## What is being asked
Reproduce the listing below in full, substituting "shoe" for every occurrence of "sneaker" and leaving all other text unchanged. Omit the pictures from your answer.
----
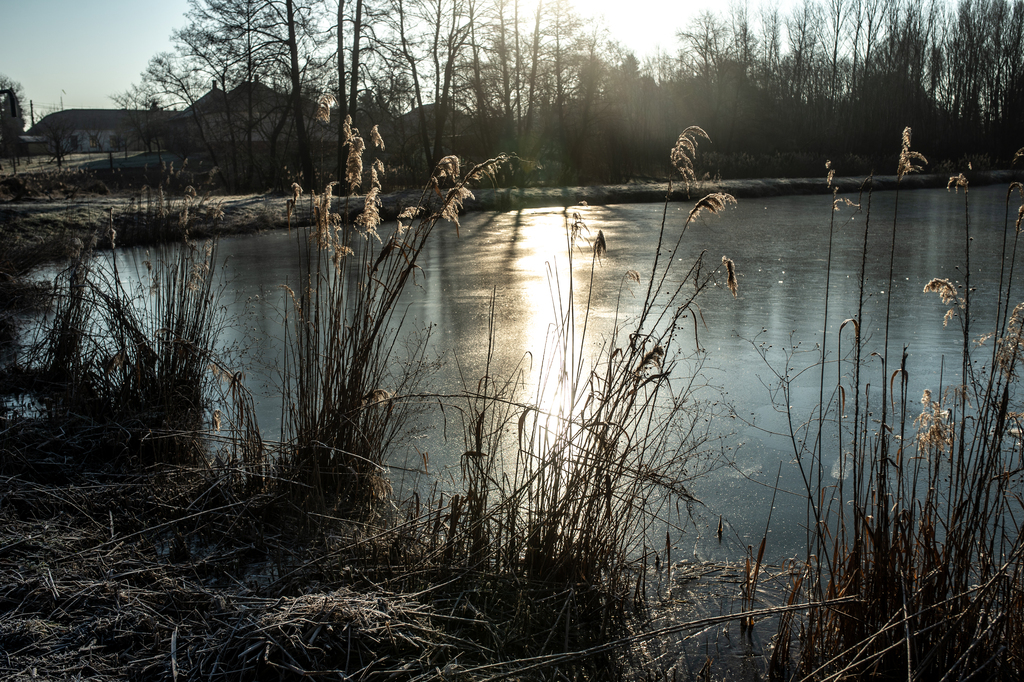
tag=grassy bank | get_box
[0,128,1024,680]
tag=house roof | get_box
[174,83,288,119]
[28,109,167,135]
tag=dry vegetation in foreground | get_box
[0,128,1024,680]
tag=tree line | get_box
[125,0,1024,189]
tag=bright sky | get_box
[0,0,759,114]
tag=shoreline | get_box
[0,171,1022,241]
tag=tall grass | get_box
[15,208,264,466]
[771,129,1024,680]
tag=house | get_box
[27,109,167,156]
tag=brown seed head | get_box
[722,256,739,298]
[316,94,338,123]
[896,127,928,179]
[345,135,366,191]
[669,126,711,187]
[686,191,736,222]
[370,126,384,152]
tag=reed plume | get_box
[686,191,736,222]
[669,126,711,188]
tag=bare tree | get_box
[33,111,79,168]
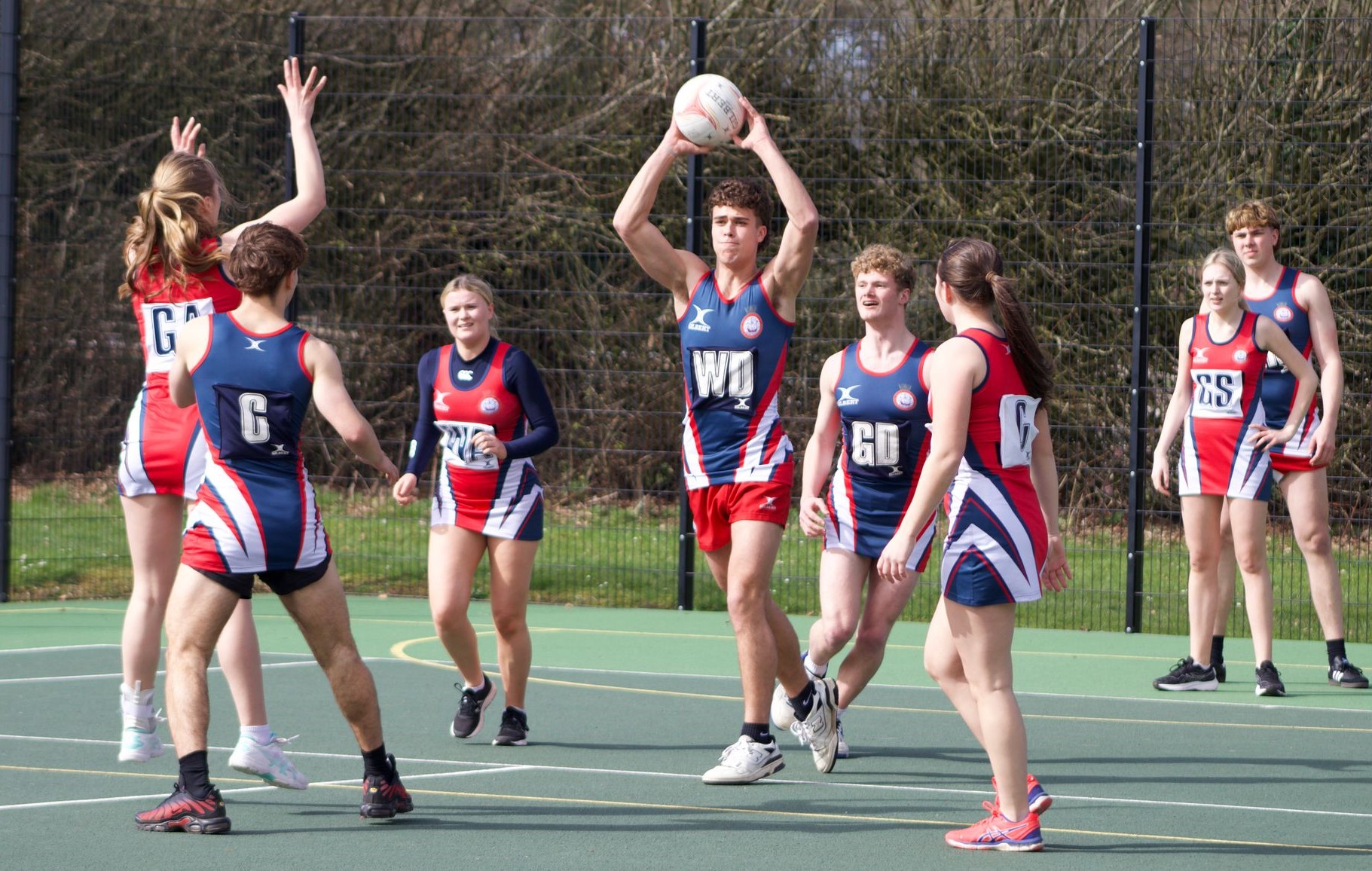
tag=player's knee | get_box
[491,607,527,638]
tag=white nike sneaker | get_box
[772,683,796,731]
[119,680,166,763]
[792,677,839,774]
[229,732,310,789]
[701,735,786,784]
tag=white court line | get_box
[0,645,119,653]
[0,735,1372,821]
[368,656,1372,726]
[0,766,524,811]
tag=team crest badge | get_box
[738,311,762,339]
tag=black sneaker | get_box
[1253,660,1285,695]
[1330,656,1368,690]
[491,707,528,747]
[361,753,414,821]
[133,781,229,836]
[1153,657,1220,690]
[451,675,495,738]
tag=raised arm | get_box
[304,336,399,484]
[734,97,819,313]
[222,57,329,251]
[1153,318,1195,495]
[1295,273,1343,466]
[800,351,844,538]
[1253,317,1317,450]
[615,121,709,317]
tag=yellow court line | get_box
[0,764,1372,853]
[300,783,1372,853]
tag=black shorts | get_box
[191,554,334,600]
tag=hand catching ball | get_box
[672,72,744,148]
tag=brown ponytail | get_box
[119,151,228,299]
[937,239,1053,402]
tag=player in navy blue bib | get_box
[615,93,839,783]
[134,222,414,834]
[772,246,934,759]
[1210,200,1368,690]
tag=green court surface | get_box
[0,597,1372,869]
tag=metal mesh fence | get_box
[11,3,1372,639]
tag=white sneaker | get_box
[229,732,310,789]
[792,677,839,774]
[772,683,796,731]
[701,735,786,784]
[119,680,166,763]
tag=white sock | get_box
[239,726,272,744]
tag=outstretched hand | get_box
[276,57,329,124]
[734,97,771,151]
[172,115,204,157]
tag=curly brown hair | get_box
[852,244,915,291]
[705,179,772,249]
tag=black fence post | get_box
[0,0,19,602]
[284,12,304,321]
[1123,18,1158,632]
[677,18,708,610]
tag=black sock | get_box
[362,741,391,778]
[738,723,771,744]
[177,750,212,799]
[1324,638,1349,665]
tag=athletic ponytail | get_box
[119,151,228,299]
[937,239,1053,402]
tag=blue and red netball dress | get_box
[1243,266,1320,472]
[1177,311,1272,502]
[933,329,1048,605]
[677,271,796,490]
[405,339,558,542]
[181,314,331,591]
[119,239,243,500]
[824,340,934,572]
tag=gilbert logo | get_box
[738,311,762,339]
[686,303,714,333]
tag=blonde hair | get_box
[852,244,915,291]
[119,151,229,299]
[1200,246,1257,311]
[1224,200,1282,233]
[438,273,497,338]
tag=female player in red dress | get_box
[394,276,558,746]
[119,59,325,789]
[877,239,1071,851]
[1153,249,1319,695]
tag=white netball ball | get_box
[672,72,744,148]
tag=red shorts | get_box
[687,476,790,553]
----
## Response to this task
tag=grassy bank | get_box
[0,128,1024,680]
tag=house roof | get_box
[174,83,288,119]
[28,109,167,135]
tag=dry vegetation in foreground | get_box
[0,128,1024,680]
tag=tree line | get_box
[125,0,1024,189]
tag=bright sky | get_box
[0,0,759,114]
tag=shoreline | get_box
[0,171,1022,241]
tag=tall grass | get_box
[15,208,264,466]
[771,129,1024,680]
tag=house | get_box
[27,109,167,156]
tag=brown seed head | get_box
[722,256,739,298]
[316,94,338,123]
[896,127,928,179]
[345,135,366,191]
[669,126,711,187]
[686,191,736,222]
[370,126,384,152]
tag=reed plume | get_box
[686,191,736,222]
[669,126,711,188]
tag=bare tree | get_box
[33,111,79,168]
tag=player's knee | get_box
[491,607,527,638]
tag=white nike shoe | get_box
[772,683,796,731]
[119,680,166,763]
[792,677,839,774]
[229,732,310,789]
[701,735,786,784]
tag=white court line | get_box
[0,645,119,653]
[0,735,1372,821]
[368,656,1372,726]
[0,766,524,811]
tag=team crest badge | get_box
[738,311,762,339]
tag=black shoe | get_box
[1253,660,1285,695]
[1330,656,1368,690]
[491,707,528,747]
[361,753,414,821]
[133,781,229,836]
[1153,657,1220,690]
[451,675,495,738]
tag=raised arm | get_box
[304,336,399,484]
[734,97,819,313]
[222,57,329,251]
[1153,318,1195,495]
[1295,273,1343,466]
[800,351,844,538]
[1253,317,1317,450]
[615,121,709,317]
tag=yellow court line | get_box
[0,764,1372,853]
[300,783,1372,853]
tag=black shorts | get_box
[191,554,334,600]
tag=hand catching ball | get_box
[672,72,744,148]
tag=brown ponytail | get_box
[119,151,228,299]
[937,239,1053,402]
tag=player in navy blue bib | get_box
[615,93,839,783]
[134,222,414,834]
[772,246,934,759]
[1210,200,1368,690]
tag=green court surface | get_box
[0,597,1372,869]
tag=metal mesh fence | get_box
[11,3,1372,639]
tag=white shoe | get_box
[229,732,310,789]
[792,677,839,774]
[772,683,796,731]
[701,735,786,784]
[119,680,166,763]
tag=white sock | get_box
[239,726,272,744]
tag=outstretched hand | get_box
[276,57,329,124]
[734,97,771,151]
[172,115,204,157]
tag=curly brown hair | get_box
[852,244,915,291]
[705,179,772,249]
tag=black fence post | get_box
[0,0,19,602]
[284,12,304,321]
[1123,18,1158,632]
[677,18,708,610]
tag=black sock | get_box
[362,741,391,778]
[738,723,771,744]
[177,750,212,799]
[1324,638,1349,665]
tag=athletic ponytail | get_box
[119,151,228,299]
[937,239,1053,402]
tag=blue and red netball dress | get_box
[1243,266,1320,472]
[1177,311,1272,502]
[933,329,1048,605]
[677,271,796,490]
[405,339,558,542]
[181,314,331,591]
[119,239,243,500]
[824,340,934,572]
tag=gilbert logo | get_box
[738,311,762,339]
[686,303,714,333]
tag=blonde hair | get_box
[852,244,915,291]
[119,151,229,299]
[1200,246,1257,311]
[1224,200,1282,233]
[438,273,497,338]
tag=female player in red dress | get_box
[394,276,558,746]
[119,59,325,789]
[877,239,1071,851]
[1153,249,1319,695]
tag=white netball ball | get_box
[672,72,744,148]
tag=red shorts | get_box
[687,476,790,553]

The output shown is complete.